● Exercise: Filter the entries below and copy out each line that contains the word "building".
---------- Data listing ----------
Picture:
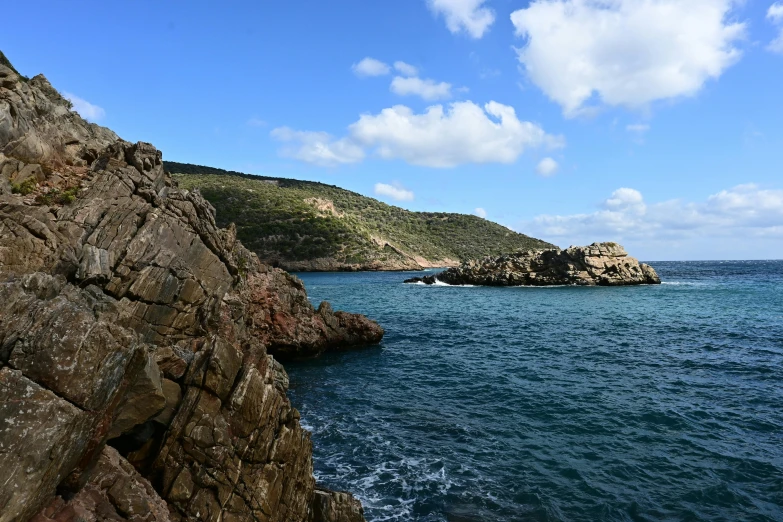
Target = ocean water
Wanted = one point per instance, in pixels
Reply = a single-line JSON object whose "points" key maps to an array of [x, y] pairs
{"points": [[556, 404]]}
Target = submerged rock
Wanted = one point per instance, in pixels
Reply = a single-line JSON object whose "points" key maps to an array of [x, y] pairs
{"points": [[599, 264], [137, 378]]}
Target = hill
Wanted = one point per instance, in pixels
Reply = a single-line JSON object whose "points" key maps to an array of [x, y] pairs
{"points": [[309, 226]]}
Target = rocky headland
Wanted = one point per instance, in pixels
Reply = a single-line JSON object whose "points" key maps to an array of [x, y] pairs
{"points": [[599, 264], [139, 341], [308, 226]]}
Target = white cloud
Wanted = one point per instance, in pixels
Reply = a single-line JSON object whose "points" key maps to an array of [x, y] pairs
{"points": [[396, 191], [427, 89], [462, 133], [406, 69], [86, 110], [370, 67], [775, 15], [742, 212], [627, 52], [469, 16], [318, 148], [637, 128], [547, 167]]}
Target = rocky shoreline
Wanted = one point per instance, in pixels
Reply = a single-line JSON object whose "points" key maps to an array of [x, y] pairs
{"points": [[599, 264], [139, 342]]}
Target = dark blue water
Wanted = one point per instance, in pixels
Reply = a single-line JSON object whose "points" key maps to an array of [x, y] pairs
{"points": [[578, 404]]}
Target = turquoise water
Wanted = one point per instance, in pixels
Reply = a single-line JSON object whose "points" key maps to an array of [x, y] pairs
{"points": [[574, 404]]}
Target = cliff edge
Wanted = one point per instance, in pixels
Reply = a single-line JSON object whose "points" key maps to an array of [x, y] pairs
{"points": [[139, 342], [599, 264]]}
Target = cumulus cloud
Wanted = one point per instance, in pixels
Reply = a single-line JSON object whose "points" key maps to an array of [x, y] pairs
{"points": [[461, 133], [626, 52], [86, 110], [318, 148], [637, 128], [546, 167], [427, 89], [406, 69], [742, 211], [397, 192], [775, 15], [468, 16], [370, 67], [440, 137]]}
----------
---------- Data listing ----------
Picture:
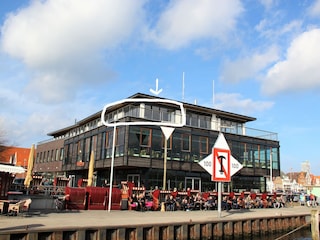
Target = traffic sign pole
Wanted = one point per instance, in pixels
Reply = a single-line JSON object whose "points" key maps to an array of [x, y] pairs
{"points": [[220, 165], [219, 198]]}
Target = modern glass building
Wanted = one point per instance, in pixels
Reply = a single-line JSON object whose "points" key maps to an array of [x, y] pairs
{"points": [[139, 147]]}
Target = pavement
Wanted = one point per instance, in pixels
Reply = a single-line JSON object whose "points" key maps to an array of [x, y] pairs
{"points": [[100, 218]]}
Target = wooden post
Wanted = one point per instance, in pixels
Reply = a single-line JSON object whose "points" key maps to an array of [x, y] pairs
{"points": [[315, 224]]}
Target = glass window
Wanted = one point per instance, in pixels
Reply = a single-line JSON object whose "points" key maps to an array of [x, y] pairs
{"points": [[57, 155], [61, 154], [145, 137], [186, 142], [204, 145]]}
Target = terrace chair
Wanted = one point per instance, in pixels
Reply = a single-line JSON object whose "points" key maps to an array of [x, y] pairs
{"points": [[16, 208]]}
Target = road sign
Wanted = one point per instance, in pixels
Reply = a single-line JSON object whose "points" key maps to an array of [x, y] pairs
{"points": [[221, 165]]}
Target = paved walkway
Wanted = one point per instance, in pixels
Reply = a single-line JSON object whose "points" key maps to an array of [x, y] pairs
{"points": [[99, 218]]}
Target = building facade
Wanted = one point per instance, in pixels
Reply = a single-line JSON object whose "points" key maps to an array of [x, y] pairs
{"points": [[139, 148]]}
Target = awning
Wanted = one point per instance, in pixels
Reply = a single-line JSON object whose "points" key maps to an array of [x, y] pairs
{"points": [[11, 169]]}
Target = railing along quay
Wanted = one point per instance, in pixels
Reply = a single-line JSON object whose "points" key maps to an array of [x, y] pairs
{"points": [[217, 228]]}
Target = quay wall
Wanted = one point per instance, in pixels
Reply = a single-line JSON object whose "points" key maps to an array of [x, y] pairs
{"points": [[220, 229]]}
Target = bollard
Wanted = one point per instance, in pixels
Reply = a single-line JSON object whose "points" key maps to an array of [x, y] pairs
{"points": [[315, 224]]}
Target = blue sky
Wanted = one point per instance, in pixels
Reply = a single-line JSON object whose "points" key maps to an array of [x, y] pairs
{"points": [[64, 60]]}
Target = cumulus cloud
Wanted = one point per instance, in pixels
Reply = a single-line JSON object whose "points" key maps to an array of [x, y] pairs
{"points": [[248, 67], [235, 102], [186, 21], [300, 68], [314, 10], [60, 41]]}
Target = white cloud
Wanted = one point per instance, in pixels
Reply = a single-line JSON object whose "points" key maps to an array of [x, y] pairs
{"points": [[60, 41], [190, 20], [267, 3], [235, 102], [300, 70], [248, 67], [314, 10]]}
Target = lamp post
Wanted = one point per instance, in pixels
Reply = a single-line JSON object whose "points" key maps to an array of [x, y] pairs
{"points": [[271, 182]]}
----------
● Answer in full:
Target = modern glass building
Target = building facade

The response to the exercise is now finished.